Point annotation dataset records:

============================================================

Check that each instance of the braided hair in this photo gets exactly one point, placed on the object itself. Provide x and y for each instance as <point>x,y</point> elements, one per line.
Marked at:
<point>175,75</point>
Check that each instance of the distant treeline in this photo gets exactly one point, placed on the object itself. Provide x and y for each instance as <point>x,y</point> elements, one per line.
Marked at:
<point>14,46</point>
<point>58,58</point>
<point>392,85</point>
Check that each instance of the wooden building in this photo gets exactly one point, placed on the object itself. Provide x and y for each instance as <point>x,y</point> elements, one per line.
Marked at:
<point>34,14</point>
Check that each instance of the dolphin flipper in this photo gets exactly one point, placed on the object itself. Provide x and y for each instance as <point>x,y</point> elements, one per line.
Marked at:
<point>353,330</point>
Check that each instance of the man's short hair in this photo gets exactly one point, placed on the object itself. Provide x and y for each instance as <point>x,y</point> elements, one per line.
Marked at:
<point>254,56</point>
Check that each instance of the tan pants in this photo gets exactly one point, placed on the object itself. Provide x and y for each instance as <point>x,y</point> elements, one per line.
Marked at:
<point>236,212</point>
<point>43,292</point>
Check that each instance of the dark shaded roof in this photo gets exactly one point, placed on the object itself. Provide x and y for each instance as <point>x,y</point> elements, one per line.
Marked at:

============================================================

Copy all of the material above line for line, without altering anything.

RESPONSE FOR THIS EXERCISE>
Check that each instance of the braided hair in this photo gets exactly one point, placed on the object itself. Provide x and y for each instance as <point>x,y</point> elements, one per line.
Marked at:
<point>175,75</point>
Check that each instance of the distant treeline in this photo gets exactly one point, placed on the object itself. Provide x and y for each instance as <point>x,y</point> elements, one per line.
Marked at:
<point>14,46</point>
<point>58,58</point>
<point>392,85</point>
Check that each instance of the wooden building in this photo gets exactly one point, placed on the object itself. Provide x and y for each instance as <point>x,y</point> elements, one per line.
Marked at:
<point>34,14</point>
Check that each instance of the dolphin flipper in this photo gets exactly one point, placed on the object itself. Provide x and y for each instance as <point>x,y</point> elements, one per line.
Marked at:
<point>353,330</point>
Check that each instance of the man's short hair in this photo gets exactly one point, placed on the object itself. Provide x and y for each instance as <point>x,y</point> elements, one per line.
Marked at:
<point>254,56</point>
Check that each instance of the tan pants in this photo gets exactly one point, placed on the object itself. Provide x and y for each instance as <point>x,y</point> elements, one per line.
Marked at:
<point>236,212</point>
<point>43,292</point>
Check that each instance of the dark shaded roof in this photo gets exactly one point, placed on the object itself. Provide x and y for each instance as <point>x,y</point> elements, one per line.
Marked at:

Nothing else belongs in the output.